■ EXERCISE GOAL: Records follow. Pull out every line that contains "rough".

Collected data entries:
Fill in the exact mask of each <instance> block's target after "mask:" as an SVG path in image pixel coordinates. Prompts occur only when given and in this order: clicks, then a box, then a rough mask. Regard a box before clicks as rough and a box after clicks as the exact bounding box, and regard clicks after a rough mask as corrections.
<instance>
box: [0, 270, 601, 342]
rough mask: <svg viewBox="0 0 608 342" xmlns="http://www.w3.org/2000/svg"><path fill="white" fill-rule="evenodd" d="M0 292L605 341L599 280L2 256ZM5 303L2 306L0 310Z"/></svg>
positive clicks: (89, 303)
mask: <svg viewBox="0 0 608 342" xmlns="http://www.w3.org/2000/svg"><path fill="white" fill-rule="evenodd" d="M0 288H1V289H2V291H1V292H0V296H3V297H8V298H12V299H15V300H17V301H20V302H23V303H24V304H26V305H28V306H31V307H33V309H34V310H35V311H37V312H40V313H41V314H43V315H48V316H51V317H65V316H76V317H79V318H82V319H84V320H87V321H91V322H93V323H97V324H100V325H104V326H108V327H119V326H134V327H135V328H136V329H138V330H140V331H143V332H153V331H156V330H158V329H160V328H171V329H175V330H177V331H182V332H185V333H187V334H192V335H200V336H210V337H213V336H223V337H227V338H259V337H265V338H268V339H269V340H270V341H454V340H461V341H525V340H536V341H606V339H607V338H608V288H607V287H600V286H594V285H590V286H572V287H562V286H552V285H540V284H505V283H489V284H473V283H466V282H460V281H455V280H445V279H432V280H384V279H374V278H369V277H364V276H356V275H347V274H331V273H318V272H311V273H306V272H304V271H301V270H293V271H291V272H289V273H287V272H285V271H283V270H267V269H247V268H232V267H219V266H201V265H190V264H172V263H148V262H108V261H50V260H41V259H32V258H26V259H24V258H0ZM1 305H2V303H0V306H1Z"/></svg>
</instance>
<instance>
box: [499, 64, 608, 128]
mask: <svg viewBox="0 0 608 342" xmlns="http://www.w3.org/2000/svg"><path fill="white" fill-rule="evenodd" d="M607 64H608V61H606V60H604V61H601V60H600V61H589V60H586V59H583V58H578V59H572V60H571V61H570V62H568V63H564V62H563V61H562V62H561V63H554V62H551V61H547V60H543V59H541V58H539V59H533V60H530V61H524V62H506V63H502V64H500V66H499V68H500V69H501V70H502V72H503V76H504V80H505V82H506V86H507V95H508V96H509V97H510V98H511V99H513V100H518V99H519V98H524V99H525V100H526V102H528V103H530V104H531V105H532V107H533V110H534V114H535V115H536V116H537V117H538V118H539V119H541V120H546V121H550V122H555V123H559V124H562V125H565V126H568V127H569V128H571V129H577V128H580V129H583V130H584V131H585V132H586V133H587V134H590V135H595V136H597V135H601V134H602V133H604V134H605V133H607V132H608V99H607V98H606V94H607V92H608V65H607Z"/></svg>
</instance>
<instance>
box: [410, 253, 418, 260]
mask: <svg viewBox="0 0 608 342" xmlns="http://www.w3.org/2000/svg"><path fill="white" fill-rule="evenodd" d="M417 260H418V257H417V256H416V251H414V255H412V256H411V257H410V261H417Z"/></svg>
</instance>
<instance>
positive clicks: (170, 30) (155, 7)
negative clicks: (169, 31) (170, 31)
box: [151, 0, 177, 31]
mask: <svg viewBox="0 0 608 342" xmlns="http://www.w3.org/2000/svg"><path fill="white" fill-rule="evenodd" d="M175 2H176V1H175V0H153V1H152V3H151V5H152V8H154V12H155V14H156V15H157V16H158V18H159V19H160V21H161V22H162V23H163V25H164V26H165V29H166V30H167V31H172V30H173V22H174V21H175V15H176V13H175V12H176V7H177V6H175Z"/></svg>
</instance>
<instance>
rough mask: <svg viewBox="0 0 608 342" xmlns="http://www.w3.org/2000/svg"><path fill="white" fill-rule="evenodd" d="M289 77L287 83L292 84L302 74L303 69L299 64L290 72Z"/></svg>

■ TASK SOLUTION:
Fill in the exact mask of each <instance> block's target after "mask:" as an SVG path in image pixel coordinates. Prompts occur only when given and in this order: clicks, then a box, then a rough mask. Regard a box before clicks as rough and a box after clicks as the exact bounding box, and regard clicks after a rough mask as corrections.
rough mask: <svg viewBox="0 0 608 342" xmlns="http://www.w3.org/2000/svg"><path fill="white" fill-rule="evenodd" d="M0 292L605 341L599 280L2 256ZM5 303L2 306L0 310Z"/></svg>
rough mask: <svg viewBox="0 0 608 342" xmlns="http://www.w3.org/2000/svg"><path fill="white" fill-rule="evenodd" d="M289 77L287 83L292 84L302 74L303 69L299 64L290 72Z"/></svg>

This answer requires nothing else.